● **EXTRACTED RECORDS**:
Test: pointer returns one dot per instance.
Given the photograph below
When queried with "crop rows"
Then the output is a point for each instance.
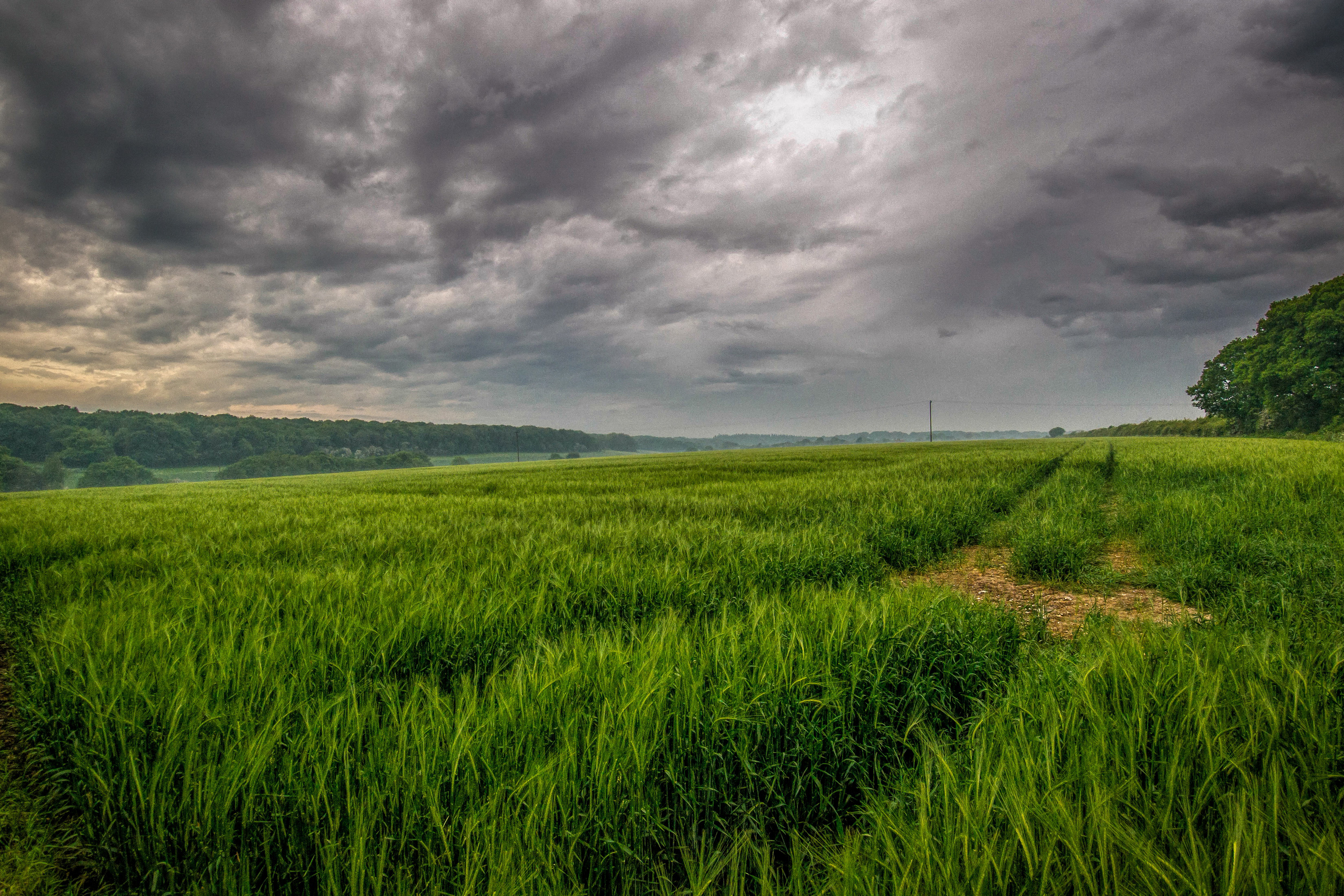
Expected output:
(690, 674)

==

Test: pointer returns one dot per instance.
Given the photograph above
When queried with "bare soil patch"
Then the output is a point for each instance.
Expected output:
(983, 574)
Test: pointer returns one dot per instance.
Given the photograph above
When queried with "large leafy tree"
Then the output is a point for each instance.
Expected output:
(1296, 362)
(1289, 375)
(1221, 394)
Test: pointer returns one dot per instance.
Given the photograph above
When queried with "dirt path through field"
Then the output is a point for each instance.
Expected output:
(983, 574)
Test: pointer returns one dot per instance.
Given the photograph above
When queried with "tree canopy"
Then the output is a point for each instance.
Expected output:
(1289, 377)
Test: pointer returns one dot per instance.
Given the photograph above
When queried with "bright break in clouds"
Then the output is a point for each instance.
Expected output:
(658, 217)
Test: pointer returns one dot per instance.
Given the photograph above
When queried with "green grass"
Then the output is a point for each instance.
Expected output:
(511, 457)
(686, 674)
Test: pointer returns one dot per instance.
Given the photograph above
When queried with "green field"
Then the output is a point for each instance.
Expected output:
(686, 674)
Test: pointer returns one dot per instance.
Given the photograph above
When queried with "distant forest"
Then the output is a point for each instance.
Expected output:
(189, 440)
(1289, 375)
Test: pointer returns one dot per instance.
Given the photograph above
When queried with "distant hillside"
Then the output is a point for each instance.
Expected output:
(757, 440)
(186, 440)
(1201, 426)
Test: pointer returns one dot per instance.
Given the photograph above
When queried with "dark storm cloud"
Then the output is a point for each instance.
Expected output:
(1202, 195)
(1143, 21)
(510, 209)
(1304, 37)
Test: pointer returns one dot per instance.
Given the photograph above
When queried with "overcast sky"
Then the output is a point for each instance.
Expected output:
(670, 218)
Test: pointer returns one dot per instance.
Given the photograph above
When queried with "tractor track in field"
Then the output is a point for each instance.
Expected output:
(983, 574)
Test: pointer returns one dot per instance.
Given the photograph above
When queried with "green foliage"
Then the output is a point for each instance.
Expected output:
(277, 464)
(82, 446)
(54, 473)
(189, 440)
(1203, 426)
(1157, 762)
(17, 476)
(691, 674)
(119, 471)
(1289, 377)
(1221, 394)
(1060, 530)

● **WHAT NEEDS TO BE DONE**:
Collect each line of the records above that contains the word "green". Case counts.

● **FINISHED EXERCISE**:
When queried with "green grass"
When queried with "green field"
When queried with "green foliage"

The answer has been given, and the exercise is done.